**WHAT YOU ARE ASKED TO DO**: Your answer should consist of each line from the data below that contains "find".
*** Begin section ***
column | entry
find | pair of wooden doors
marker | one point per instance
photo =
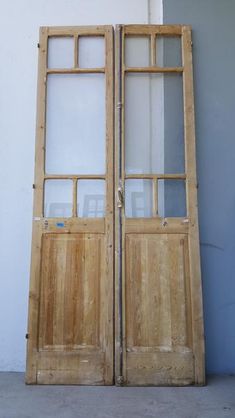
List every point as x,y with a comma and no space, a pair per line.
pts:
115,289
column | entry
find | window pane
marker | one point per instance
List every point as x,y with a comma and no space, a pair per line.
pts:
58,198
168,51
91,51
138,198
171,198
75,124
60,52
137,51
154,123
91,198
*** End section ***
*** Begin section ***
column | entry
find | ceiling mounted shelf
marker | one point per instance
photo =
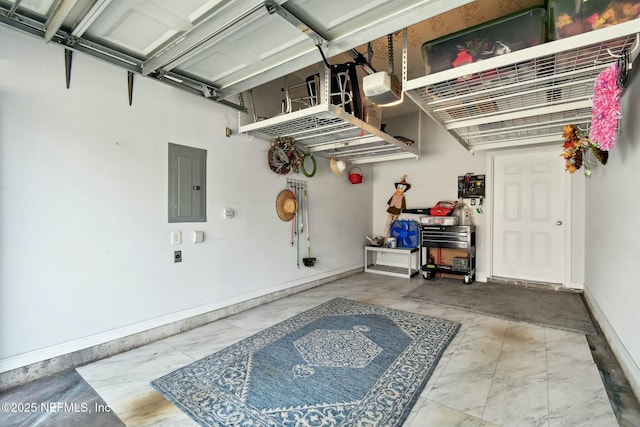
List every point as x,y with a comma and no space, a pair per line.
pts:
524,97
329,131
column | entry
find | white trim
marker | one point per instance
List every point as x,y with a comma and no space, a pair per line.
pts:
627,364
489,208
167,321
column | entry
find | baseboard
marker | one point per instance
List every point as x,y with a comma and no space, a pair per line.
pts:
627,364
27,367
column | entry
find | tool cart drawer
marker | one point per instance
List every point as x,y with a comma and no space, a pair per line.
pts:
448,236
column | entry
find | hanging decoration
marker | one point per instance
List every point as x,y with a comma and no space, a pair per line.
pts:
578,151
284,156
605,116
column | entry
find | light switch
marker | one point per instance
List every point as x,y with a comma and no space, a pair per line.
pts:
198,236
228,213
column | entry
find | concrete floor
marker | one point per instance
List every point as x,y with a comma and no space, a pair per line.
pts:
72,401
*** End section ***
**OUTPUT BELOW**:
find | pair of wooden doors
find | window pane
find | ceiling mounted shelf
find | white trim
find | baseboard
find | tool cart drawer
find | hanging decoration
find | light switch
find | concrete floor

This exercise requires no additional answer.